═════ INPUT MATERIAL

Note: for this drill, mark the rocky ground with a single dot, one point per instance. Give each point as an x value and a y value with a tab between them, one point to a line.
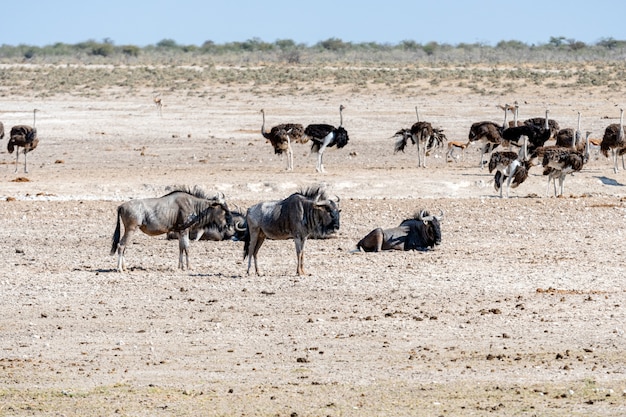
520	311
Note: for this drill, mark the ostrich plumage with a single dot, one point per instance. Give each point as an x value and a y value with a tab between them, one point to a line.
25	137
560	161
614	140
489	133
569	137
281	136
510	166
537	134
324	136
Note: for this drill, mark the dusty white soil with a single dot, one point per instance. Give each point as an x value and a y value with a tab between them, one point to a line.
520	311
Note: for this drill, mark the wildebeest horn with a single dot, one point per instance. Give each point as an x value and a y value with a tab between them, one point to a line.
425	218
241	228
220	197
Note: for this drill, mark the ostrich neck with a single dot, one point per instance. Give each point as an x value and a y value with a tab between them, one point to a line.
263	132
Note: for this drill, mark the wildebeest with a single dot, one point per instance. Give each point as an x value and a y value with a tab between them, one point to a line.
210	232
302	215
174	212
418	233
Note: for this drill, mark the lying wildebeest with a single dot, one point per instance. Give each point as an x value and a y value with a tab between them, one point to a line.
174	212
419	233
302	215
210	232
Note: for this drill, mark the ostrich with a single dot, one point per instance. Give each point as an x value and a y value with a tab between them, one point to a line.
421	134
510	166
324	136
537	135
158	103
280	137
541	122
23	136
569	137
613	140
558	162
488	132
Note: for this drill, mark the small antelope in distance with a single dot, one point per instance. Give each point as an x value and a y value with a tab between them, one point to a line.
453	146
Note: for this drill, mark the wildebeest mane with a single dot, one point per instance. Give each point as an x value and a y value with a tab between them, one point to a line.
314	192
195	191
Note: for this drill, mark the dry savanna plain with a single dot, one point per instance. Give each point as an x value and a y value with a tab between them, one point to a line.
520	311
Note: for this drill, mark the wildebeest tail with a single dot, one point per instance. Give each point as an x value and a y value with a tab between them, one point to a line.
246	242
116	234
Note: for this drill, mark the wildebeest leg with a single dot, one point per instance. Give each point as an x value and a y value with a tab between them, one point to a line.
255	245
300	254
183	247
121	248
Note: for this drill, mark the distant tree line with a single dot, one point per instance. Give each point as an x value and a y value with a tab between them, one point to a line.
332	49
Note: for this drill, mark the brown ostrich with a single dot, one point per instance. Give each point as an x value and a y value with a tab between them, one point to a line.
281	136
23	136
613	140
489	133
560	161
569	137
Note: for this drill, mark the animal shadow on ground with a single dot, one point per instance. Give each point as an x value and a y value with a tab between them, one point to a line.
610	181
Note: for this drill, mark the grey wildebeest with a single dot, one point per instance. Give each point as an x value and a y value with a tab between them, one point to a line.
174	212
304	214
421	232
211	232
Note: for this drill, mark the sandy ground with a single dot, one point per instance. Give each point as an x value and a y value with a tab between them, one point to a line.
520	311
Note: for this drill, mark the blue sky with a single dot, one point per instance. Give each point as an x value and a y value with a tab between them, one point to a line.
143	22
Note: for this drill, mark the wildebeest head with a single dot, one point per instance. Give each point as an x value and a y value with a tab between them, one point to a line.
433	228
424	230
329	216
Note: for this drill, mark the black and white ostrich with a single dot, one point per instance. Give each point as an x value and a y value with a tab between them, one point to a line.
281	136
560	161
614	141
540	122
489	133
510	167
324	136
23	136
422	134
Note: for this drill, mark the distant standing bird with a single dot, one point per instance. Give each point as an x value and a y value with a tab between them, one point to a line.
613	140
510	166
23	136
324	136
281	136
558	162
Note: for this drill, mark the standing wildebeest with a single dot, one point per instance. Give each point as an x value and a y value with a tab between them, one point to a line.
211	232
302	215
419	233
174	212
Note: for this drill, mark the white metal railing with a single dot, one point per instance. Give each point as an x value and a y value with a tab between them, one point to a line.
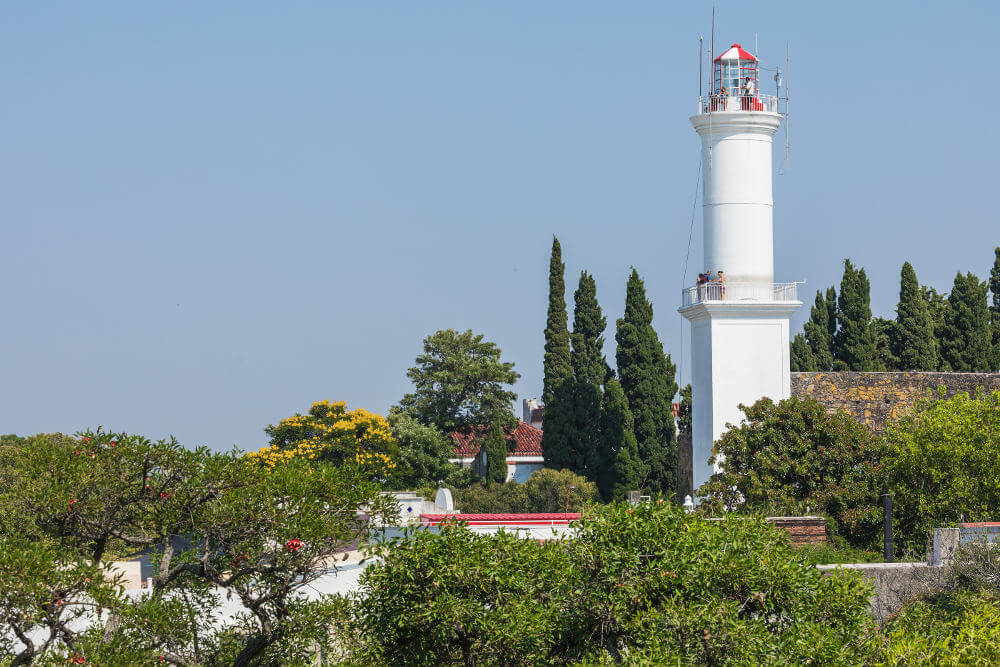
739	292
739	102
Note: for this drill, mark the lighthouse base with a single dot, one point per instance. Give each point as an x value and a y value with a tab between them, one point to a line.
740	354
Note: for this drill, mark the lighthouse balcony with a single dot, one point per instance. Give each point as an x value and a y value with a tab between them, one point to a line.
723	102
735	292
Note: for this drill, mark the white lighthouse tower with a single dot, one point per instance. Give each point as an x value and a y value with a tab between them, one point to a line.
739	316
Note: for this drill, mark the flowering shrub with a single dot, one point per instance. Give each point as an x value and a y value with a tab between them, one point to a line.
330	433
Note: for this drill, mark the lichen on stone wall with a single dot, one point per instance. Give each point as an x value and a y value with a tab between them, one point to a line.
874	399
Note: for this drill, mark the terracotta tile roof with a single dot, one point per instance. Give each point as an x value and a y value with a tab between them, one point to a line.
525	440
502	519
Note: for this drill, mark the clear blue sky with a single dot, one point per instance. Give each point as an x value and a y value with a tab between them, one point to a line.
214	214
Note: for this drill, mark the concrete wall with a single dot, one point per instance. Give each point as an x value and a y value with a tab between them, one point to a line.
897	583
875	398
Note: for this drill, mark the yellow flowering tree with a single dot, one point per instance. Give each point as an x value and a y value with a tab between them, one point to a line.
329	432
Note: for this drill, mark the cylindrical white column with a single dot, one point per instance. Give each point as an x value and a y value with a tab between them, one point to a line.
737	198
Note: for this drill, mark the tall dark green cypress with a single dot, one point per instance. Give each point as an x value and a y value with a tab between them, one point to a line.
995	310
622	470
496	454
913	341
648	378
854	345
802	359
570	436
557	365
967	338
818	333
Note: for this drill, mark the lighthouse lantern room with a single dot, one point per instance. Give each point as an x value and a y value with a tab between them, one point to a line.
738	314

══════════

◆ WRITTEN PROBLEM ◆
Copy the rows again, starting with the line that contains "Note: for this drill, mark the lighthouse lantern" and continuing through the last row. Keep the request lines unchanged, and raise every x and y coordinate in the answers by 132.

◆ OUTPUT OF THE TASK ◆
Note: for this drill, mark the lighthouse lantern room with a single dot, one point per instance. Give each point as an x value and a y value with a tab between them, one point to a line.
870	446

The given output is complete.